**Text excerpt:**
Ranking, Dissecting the “Friday the 13th” Series (Special Edition)

masks

Since its publication in October of 2014, “Ranking, Dissecting the ‘Friday the 13th’ Series” has been by far the most viewed post on Darkadaptedeye. In celebration of DAE’s fifth anniversary, that original piece has been revisited, expanded, and thoroughly updated, which is something its author both has wanted to do and, frankly, should have done years ago. Thank you for visiting and reading DAE. On behalf of blog/camp management, I hope you enjoy your time down at the lake! -EN

“He neglected to mention that, downtown, they call this place ‘Camp Blood’…”

**Aim of the task:**
About the introduction to the "Friday the 13th" ranking post:
(a) When was the original piece first published?
(b) What anniversary led to the piece being revisited and expanded?
(c) According to the quoted line, what do people downtown call this place?

**Supplied information:**

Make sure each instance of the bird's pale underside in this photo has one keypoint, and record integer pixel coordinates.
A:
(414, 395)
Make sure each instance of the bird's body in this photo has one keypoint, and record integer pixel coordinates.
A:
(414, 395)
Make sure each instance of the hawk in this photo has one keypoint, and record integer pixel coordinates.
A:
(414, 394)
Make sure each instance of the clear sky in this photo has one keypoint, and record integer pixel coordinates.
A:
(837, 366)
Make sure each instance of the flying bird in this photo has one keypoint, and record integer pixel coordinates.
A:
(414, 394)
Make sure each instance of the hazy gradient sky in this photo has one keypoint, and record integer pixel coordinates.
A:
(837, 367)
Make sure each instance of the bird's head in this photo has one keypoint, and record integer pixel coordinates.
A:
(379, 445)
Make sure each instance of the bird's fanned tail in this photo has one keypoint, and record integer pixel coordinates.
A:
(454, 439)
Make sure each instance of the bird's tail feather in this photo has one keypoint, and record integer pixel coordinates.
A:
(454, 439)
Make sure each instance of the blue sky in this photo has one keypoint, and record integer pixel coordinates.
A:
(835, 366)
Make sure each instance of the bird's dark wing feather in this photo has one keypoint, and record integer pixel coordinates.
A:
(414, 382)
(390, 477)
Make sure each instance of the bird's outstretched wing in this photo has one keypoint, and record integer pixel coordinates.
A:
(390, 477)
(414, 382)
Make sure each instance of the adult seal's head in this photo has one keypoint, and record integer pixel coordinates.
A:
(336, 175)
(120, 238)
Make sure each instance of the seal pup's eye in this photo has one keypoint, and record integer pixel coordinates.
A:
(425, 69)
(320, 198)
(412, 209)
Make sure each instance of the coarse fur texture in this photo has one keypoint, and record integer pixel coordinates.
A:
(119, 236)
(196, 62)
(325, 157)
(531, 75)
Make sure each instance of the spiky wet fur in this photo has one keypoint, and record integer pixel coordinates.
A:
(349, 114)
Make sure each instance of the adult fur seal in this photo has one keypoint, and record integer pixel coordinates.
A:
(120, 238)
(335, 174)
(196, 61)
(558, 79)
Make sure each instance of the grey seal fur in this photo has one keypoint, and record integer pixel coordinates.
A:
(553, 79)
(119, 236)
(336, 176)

**Solution to the exercise:**
(a) October 2014
(b) The fifth anniversary of DAE (Darkadaptedeye)
(c) "Camp Blood"